Reproduce word for word everything from the line containing "Return one point per instance of the net" down to the end of the records below.

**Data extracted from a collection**
§ §

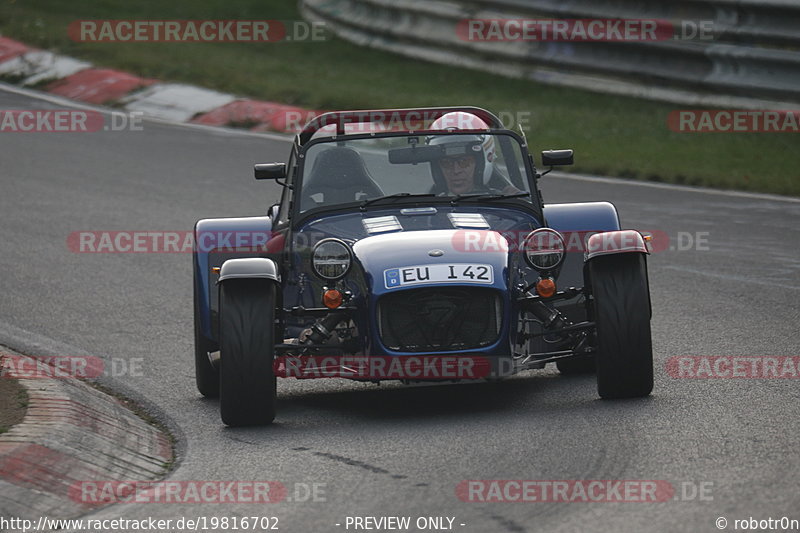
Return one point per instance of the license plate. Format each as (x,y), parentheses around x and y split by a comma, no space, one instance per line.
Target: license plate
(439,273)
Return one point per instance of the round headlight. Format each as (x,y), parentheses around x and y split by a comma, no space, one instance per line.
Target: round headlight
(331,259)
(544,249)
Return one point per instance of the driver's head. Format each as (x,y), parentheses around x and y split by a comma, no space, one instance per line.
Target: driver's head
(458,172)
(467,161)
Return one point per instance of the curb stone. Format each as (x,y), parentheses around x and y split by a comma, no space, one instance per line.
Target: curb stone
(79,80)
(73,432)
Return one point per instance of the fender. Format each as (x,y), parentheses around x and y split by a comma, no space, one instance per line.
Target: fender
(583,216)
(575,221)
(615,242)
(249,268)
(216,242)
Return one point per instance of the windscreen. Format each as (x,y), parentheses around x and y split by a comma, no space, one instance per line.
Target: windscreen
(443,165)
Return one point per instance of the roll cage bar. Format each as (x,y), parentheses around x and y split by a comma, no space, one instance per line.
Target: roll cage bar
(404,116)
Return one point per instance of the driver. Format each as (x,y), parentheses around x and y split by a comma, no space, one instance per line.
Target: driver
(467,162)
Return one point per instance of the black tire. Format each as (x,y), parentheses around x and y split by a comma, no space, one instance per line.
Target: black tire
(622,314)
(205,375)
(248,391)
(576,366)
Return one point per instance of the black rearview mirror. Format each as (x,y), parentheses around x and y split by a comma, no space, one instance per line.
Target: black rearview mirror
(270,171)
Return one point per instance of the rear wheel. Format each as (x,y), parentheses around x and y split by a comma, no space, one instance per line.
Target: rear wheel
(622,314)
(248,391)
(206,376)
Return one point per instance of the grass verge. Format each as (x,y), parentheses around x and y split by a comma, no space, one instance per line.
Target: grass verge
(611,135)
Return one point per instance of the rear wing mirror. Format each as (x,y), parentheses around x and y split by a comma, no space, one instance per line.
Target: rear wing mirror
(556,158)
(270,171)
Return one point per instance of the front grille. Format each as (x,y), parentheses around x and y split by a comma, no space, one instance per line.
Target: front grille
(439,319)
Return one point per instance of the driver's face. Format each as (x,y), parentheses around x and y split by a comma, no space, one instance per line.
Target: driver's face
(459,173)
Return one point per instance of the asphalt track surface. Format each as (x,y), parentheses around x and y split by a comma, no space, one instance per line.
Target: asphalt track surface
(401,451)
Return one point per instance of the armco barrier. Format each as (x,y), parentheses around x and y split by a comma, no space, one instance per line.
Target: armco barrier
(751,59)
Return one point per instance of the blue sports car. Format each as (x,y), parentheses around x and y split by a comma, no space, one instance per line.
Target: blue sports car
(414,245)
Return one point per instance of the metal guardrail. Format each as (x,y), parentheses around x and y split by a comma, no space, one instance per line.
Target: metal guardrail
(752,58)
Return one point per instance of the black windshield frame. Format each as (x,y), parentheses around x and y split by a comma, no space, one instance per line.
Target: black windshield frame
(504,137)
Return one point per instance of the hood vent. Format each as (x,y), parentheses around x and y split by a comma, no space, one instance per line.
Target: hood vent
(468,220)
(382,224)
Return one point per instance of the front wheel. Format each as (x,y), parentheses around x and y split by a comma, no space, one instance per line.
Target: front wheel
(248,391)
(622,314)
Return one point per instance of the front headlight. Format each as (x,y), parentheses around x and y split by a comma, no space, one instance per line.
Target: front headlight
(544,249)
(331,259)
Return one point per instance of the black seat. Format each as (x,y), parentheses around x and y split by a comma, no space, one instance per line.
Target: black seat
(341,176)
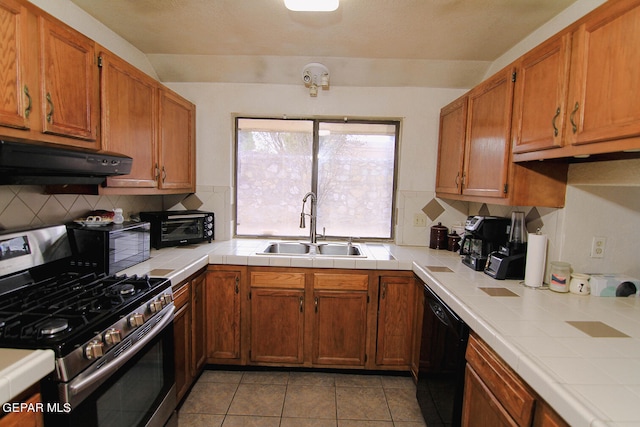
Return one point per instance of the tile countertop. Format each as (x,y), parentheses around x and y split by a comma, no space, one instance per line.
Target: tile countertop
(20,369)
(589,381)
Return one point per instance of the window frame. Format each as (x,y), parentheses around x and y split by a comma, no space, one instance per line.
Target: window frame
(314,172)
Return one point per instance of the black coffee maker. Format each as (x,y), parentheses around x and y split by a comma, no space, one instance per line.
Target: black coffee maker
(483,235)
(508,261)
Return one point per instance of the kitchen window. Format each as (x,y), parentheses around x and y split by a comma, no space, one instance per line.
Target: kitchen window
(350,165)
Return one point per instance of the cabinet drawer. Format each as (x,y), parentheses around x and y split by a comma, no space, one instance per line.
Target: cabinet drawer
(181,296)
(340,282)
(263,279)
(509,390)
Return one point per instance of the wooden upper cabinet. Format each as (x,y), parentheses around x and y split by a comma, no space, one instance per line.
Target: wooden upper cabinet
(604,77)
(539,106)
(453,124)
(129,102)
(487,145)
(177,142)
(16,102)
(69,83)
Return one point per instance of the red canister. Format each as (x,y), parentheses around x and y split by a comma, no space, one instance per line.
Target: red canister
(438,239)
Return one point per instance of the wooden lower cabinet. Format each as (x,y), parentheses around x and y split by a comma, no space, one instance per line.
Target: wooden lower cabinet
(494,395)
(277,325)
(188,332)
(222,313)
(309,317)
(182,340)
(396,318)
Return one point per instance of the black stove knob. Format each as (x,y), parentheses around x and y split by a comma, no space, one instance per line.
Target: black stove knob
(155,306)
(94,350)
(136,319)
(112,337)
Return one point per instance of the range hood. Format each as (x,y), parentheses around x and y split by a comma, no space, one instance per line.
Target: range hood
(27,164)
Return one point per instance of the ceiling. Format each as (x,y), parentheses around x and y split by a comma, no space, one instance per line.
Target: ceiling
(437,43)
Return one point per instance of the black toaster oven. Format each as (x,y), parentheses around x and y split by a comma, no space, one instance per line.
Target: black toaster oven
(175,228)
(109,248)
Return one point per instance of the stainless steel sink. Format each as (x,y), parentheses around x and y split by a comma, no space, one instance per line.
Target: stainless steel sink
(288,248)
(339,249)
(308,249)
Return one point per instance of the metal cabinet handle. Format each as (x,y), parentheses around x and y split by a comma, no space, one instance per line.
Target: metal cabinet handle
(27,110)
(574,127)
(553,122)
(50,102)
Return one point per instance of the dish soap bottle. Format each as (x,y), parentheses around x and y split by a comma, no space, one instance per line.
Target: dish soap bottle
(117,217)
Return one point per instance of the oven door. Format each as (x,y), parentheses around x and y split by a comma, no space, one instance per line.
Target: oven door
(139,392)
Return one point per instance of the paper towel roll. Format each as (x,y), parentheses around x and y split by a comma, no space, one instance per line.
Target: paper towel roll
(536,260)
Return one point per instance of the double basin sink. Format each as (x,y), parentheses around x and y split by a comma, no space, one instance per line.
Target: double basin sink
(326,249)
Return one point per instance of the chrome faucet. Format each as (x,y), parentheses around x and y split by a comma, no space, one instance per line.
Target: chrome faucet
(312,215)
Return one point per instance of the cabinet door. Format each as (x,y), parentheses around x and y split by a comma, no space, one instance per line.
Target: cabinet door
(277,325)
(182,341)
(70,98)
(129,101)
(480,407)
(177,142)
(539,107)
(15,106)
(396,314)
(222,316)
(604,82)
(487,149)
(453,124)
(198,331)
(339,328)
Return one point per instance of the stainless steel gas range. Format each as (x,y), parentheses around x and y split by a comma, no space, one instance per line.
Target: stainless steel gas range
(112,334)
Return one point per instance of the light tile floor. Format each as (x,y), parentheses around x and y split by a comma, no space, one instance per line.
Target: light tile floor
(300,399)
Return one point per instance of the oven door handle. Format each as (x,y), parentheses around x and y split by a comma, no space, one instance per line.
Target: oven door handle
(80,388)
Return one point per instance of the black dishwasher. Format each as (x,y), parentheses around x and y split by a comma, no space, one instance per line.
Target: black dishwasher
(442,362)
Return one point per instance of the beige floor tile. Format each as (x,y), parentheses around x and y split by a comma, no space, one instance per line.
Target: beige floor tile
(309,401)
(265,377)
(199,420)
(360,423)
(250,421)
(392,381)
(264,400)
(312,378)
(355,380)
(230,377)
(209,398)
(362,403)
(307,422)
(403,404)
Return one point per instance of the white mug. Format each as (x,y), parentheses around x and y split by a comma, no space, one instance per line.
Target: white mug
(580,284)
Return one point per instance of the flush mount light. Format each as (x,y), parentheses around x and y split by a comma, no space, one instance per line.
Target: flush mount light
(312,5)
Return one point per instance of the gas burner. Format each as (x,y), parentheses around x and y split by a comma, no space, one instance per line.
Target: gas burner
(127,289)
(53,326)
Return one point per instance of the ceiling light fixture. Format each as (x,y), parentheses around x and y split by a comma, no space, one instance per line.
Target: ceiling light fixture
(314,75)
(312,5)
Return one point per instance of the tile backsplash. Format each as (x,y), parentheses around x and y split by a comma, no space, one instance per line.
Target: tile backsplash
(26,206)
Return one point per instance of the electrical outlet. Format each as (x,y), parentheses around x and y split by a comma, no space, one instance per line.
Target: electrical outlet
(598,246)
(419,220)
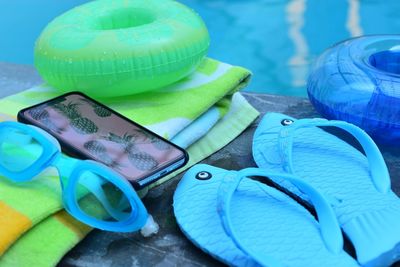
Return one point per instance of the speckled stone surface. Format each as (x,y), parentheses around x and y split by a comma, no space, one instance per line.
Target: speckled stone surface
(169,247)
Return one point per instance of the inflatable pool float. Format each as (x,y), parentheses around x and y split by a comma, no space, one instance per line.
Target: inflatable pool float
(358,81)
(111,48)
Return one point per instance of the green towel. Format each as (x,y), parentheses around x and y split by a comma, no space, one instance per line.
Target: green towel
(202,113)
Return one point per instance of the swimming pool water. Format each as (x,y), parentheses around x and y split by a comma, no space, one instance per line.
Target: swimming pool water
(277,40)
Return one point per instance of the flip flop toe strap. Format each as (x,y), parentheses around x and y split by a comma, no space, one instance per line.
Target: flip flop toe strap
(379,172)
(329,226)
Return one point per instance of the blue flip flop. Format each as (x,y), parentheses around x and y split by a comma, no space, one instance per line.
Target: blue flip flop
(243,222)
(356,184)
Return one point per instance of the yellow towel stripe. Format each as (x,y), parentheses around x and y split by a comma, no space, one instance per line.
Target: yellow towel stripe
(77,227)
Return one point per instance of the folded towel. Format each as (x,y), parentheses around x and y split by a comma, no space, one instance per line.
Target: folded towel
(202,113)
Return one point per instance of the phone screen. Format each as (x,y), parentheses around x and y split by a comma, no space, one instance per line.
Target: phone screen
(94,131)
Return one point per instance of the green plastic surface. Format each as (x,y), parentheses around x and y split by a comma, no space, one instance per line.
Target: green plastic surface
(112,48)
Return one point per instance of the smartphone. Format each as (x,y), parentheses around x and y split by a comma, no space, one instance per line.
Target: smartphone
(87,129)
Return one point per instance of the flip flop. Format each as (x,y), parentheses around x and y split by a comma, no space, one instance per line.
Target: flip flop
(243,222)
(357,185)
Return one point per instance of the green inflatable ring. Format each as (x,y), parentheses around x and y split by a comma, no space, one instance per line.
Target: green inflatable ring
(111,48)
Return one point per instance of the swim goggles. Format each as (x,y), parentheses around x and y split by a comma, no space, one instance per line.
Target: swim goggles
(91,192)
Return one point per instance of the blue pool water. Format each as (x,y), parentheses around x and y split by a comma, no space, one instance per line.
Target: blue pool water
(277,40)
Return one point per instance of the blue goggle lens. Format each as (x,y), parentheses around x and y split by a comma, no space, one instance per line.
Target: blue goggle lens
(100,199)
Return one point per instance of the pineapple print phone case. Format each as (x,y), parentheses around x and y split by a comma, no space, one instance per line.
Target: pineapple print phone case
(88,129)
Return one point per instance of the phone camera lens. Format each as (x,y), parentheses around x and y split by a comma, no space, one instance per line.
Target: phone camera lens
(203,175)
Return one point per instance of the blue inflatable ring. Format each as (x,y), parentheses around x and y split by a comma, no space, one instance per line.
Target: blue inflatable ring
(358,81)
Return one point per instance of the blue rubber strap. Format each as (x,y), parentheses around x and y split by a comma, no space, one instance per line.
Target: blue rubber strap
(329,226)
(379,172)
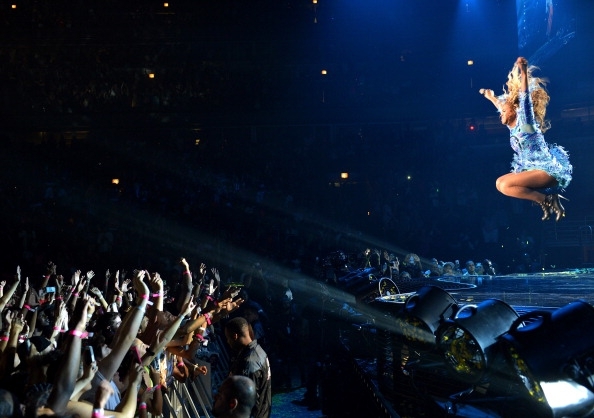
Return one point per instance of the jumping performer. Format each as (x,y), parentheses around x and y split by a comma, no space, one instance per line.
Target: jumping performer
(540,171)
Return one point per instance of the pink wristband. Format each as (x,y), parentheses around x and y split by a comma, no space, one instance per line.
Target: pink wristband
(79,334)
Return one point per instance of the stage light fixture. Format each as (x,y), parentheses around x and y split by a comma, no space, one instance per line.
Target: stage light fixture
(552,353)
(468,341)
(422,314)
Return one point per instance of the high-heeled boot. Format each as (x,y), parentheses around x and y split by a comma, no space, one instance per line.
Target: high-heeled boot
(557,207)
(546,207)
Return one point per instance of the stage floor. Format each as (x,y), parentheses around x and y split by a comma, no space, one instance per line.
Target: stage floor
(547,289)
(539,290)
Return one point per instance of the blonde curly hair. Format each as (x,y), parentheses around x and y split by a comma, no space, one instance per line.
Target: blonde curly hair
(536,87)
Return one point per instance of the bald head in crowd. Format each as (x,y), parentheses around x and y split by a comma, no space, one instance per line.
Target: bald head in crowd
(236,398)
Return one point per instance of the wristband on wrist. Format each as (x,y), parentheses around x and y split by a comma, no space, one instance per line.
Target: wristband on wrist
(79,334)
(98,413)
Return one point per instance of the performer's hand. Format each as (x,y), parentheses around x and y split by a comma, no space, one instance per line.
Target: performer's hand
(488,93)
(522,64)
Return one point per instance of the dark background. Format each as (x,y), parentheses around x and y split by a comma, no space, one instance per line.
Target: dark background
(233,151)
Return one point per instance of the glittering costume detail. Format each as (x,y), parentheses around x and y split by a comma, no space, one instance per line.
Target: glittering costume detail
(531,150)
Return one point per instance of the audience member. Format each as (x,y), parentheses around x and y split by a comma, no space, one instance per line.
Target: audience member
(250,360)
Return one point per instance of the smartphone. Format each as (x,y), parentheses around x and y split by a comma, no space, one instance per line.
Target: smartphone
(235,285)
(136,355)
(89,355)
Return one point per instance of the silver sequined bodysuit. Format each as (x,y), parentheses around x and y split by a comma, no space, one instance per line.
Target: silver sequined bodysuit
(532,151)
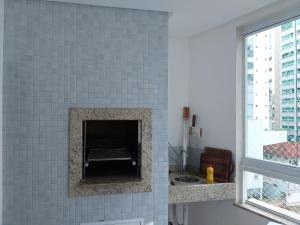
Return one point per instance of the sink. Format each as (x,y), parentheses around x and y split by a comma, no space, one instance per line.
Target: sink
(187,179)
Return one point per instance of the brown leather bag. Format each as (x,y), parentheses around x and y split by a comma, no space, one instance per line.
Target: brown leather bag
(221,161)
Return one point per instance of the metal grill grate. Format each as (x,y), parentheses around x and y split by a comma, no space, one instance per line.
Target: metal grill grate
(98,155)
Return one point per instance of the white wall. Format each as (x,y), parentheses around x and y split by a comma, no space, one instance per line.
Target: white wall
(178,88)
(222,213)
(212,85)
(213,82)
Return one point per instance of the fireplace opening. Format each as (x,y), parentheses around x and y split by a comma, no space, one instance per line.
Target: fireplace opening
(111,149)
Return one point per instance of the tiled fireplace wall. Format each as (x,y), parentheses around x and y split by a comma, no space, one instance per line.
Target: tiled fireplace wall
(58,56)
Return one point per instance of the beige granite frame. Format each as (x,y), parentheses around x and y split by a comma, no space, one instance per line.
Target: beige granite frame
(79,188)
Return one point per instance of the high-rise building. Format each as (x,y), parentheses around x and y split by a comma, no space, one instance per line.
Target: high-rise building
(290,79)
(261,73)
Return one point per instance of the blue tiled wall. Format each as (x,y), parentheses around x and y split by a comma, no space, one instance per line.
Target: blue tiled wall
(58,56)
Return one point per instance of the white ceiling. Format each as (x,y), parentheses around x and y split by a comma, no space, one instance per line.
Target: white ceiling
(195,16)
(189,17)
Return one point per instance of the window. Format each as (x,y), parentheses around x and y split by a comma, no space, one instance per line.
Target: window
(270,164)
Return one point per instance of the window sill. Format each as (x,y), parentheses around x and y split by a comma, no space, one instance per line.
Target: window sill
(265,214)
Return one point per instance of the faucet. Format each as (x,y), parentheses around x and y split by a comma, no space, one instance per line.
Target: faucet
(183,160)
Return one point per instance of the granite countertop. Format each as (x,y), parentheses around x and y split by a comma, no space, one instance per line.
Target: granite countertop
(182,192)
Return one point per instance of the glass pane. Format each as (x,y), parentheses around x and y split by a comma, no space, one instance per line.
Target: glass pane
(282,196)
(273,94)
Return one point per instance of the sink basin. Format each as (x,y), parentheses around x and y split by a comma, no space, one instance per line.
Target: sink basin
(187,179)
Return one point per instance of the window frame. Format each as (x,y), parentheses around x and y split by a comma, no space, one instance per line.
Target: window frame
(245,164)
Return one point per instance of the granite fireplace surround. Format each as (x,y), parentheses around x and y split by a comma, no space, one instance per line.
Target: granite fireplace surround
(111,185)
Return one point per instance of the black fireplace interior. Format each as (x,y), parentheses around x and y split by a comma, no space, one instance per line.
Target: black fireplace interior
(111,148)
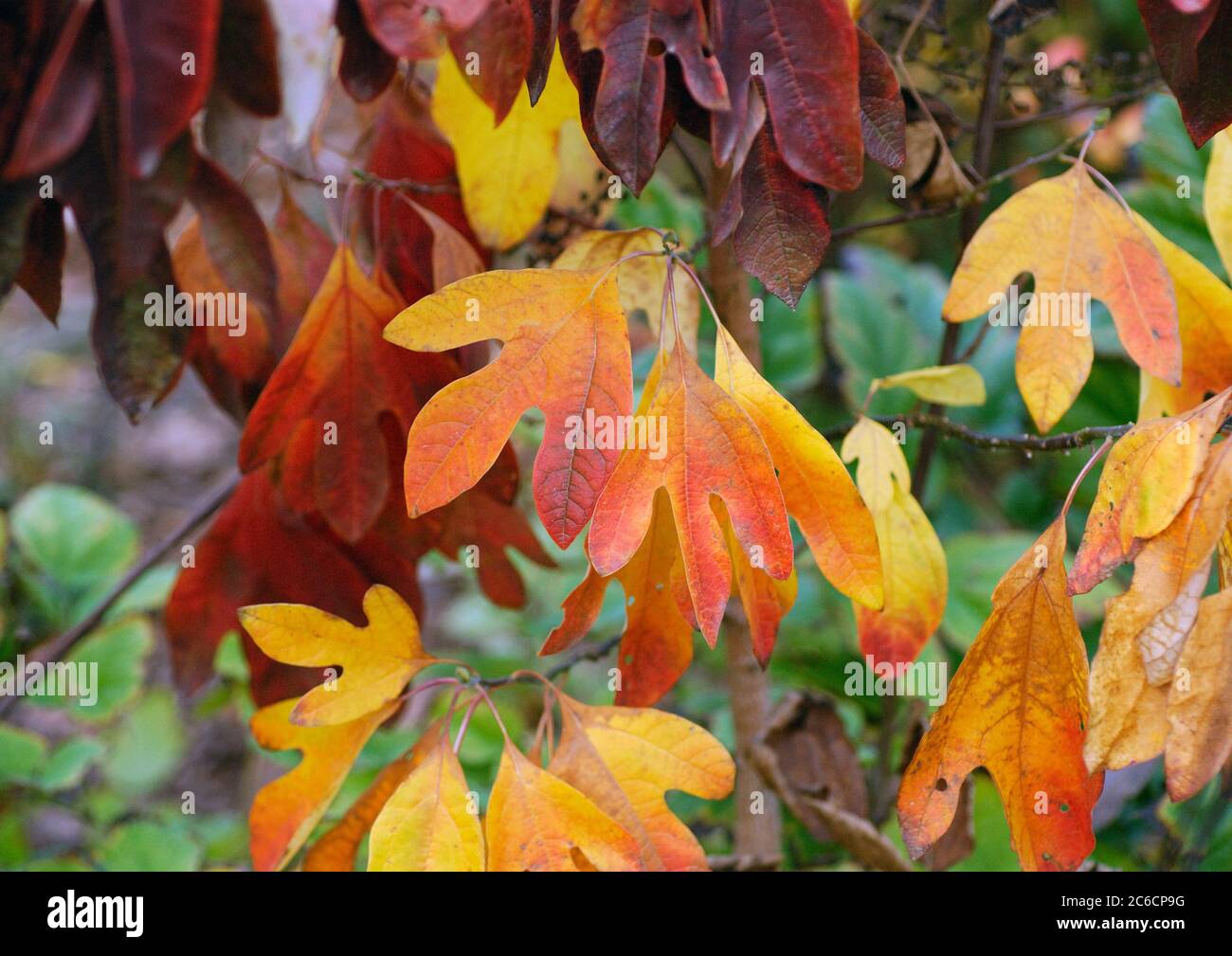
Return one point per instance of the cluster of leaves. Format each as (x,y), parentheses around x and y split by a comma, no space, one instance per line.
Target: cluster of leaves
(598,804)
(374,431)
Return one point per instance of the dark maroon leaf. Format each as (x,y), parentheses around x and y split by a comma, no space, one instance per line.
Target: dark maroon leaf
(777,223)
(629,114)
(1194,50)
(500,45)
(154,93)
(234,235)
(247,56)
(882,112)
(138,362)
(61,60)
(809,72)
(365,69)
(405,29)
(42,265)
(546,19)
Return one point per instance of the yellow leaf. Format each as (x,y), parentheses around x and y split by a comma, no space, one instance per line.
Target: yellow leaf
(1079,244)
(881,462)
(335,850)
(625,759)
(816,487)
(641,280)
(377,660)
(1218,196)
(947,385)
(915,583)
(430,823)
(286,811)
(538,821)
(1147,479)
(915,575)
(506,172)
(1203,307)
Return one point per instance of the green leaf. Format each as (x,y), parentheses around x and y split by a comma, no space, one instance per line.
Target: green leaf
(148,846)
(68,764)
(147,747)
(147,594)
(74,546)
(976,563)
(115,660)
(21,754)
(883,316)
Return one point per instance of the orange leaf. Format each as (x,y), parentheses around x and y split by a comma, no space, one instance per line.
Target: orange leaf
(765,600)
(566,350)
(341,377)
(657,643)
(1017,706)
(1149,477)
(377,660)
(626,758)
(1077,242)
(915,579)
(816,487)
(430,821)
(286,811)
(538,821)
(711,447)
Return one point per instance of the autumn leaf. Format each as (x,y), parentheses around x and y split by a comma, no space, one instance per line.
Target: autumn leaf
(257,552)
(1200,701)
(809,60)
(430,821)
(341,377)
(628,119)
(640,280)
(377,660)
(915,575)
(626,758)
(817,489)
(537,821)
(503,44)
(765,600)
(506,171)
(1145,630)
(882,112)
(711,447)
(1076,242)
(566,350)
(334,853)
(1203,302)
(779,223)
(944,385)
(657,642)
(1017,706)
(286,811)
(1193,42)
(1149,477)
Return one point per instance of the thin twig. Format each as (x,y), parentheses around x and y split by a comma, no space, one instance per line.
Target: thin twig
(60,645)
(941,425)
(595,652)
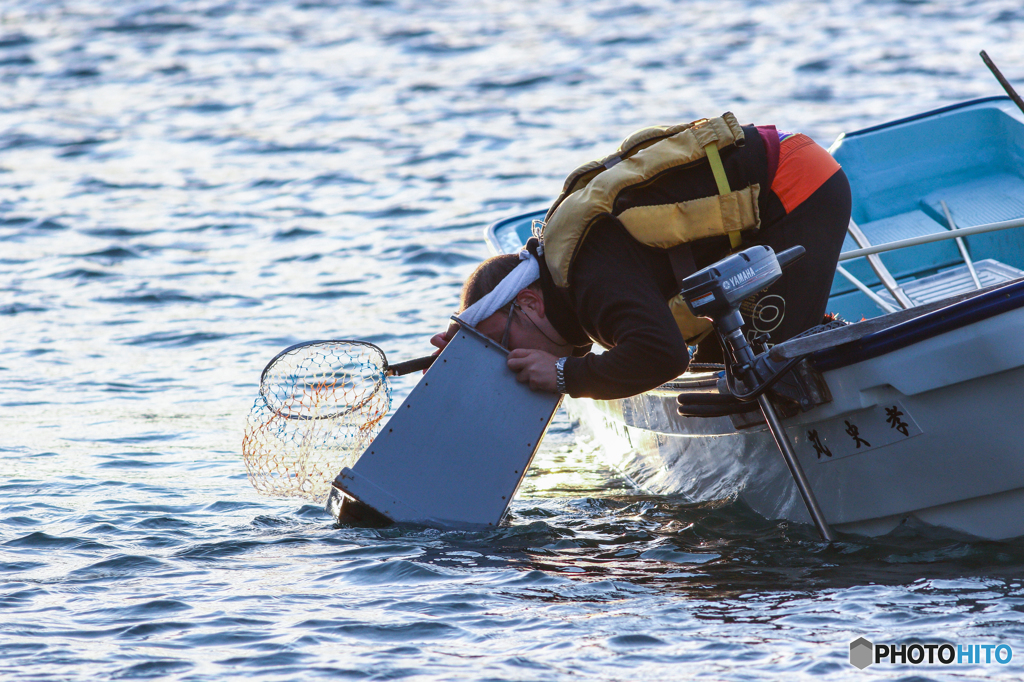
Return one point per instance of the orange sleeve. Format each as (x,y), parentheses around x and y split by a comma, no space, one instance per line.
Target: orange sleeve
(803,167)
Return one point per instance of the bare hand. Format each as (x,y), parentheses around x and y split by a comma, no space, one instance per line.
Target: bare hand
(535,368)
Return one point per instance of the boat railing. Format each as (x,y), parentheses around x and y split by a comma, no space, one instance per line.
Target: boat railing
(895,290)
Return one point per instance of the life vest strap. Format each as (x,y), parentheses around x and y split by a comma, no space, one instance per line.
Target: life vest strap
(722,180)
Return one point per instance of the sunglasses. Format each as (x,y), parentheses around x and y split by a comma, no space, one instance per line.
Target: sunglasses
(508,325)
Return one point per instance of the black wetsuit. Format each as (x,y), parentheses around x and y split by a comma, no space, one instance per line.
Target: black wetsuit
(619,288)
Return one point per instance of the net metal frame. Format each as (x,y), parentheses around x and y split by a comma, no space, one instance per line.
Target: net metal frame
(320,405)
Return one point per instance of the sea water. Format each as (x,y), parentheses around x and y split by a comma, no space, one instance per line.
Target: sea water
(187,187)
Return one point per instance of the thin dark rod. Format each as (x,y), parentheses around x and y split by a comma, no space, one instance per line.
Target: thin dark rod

§ §

**SOLUTION TO THIS EXERCISE**
Return one point per instance of the net metal frame. Format each as (x,y), parentheses around x and y split by a comma, no space, one instance per line.
Target: net metal frame
(320,405)
Return one point per instance of the sea water. Format each as (x,y), parentheses around x and y split by a comma, no space, one instance per line.
Target: sea water
(187,187)
Return one point per instance of the thin dark rod. Format each as (x,y), parentheses around x and y split by a comma, no space, one instance per line.
Target: thin dark rod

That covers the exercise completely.